==== EXCERPTED PASSAGE

UPDATE | May 12 — Littleton Adventist Hospital said the final patient from Tuesday's shooting at STEM School Highlands Ranch has been released from the hospital.
UPDATE | May 10 — Littleton Adventist Hospital confirmed they had five patients after Tuesday's shooting at STEM School Highlands Ranch, and one remains in the hospital Friday.
As of 8:50 a.m. Friday, the hospital reported that three students had been discharged on Tuesday, one was discharged Friday and the remaining patient had improved from serious condition to fair condition.
LITTLETON, Colo. — For some of the staff at Littleton Adventist Hospital, the shooting at STEM School Highlands Ranch on Tuesday was the third school shooting for which they've treated patients.
Three victims of the STEM School shooting remained in the hospital Wednesday morning.
One victim was admitted to Sky Ridge Medical Center. The other two victims were admitted to Littleton Adventist Hospital.
“One is still in serious condition and one has been upgraded to fair condition at this time,” said Littleton Adventist Hospital Medical Staff President Dr. Mark Elliott.
Elliott told Denver7 he couldn’t go into detail about the patients' care, but he described how the hospital responded to the active shooter situation by enacting its mass casualty policy.
“We notified, through all of our paging system, to have extra staff come in, immediately notified all the trauma surgeons and notified all of the emergency physicians and within 15 minutes of our notifications we had six emergency physicians in the department, four trauma surgeons in the department and the O.R. opened up their cases,” Elliott said.

========

PROBLEM A:
Do these statements agree with the shooting news report above? Answer yes or no for each, quoting the exact words of the report that decide it.
(i) Littleton Adventist Hospital had five patients after the shooting.
(ii) Three students were discharged from the hospital on Friday.
(iii) Within 15 minutes of the notifications, four trauma surgeons were in the department.
PROBLEM B:
Duplicate the shooting news report word for word from "UPDATE | May 10" to "to fair condition.".

==== DATA TO EXAMINE

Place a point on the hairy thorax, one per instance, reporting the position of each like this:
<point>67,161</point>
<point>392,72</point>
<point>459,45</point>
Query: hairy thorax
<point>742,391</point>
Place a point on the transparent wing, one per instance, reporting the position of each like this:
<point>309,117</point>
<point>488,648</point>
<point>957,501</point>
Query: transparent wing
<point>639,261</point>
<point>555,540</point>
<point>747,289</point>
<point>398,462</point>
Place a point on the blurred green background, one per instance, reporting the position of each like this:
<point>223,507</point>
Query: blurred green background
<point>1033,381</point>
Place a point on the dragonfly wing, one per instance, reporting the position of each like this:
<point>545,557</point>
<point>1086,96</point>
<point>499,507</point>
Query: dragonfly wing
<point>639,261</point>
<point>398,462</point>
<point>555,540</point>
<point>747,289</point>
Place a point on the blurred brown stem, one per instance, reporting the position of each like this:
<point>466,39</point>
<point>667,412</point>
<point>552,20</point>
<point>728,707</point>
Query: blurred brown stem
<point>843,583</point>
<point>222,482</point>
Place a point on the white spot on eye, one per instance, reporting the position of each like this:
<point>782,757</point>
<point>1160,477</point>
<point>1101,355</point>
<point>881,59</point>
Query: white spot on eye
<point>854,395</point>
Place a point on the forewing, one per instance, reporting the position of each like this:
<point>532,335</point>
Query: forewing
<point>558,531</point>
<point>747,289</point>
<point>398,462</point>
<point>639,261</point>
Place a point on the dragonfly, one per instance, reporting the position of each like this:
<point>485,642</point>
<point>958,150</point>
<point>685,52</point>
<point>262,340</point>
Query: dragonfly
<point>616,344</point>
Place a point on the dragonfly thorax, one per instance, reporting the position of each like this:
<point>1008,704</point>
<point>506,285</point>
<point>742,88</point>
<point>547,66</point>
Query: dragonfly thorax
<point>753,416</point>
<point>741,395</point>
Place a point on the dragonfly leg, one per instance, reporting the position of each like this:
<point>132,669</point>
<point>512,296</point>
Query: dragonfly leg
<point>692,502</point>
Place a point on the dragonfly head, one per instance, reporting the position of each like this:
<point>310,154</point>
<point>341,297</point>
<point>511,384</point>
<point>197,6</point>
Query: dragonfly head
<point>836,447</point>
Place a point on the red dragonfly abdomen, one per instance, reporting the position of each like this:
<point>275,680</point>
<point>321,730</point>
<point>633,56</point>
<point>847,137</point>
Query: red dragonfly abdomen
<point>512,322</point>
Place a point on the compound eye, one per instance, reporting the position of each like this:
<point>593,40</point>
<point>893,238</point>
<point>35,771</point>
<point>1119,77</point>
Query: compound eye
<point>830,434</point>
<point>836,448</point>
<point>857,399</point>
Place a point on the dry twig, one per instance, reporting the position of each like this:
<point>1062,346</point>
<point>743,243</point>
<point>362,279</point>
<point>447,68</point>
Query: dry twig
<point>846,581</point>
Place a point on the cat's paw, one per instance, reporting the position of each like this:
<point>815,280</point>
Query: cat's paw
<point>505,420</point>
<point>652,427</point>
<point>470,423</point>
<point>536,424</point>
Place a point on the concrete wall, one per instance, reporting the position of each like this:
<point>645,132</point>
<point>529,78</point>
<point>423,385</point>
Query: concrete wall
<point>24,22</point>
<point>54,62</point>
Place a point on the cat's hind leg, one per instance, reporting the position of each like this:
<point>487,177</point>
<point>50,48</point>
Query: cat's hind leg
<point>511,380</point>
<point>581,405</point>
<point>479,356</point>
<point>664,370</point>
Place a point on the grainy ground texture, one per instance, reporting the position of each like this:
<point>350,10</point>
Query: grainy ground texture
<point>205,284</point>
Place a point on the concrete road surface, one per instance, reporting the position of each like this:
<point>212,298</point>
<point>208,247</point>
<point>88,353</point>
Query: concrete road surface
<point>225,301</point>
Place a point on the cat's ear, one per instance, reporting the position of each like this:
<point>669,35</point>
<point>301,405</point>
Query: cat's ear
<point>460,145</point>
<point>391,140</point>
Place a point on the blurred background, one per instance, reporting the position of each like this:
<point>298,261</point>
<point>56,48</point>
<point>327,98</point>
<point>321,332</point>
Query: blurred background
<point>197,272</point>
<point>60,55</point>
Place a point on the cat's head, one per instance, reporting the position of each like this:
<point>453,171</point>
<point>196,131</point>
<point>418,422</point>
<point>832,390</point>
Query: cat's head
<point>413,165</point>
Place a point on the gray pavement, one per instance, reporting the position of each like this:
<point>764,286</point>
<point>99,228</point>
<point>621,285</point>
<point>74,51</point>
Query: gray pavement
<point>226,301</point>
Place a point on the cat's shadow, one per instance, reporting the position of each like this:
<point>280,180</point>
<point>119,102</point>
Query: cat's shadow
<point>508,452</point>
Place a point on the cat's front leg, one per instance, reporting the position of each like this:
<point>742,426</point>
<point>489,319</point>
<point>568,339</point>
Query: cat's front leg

========

WRITTEN ANSWER A:
(i) Yes: "Littleton Adventist Hospital confirmed they had five patients after Tuesday's shooting at STEM School Highlands Ranch"
(ii) No: "three students had been discharged on Tuesday, one was discharged Friday"
(iii) Yes: "within 15 minutes of our notifications we had six emergency physicians in the department, four trauma surgeons in the department"

WRITTEN ANSWER B:
UPDATE | May 10 — Littleton Adventist Hospital confirmed they had five patients after Tuesday's shooting at STEM School Highlands Ranch, and one remains in the hospital Friday.
As of 8:50 a.m. Friday, the hospital reported that three students had been discharged on Tuesday, one was discharged Friday and the remaining patient had improved from serious condition to fair condition.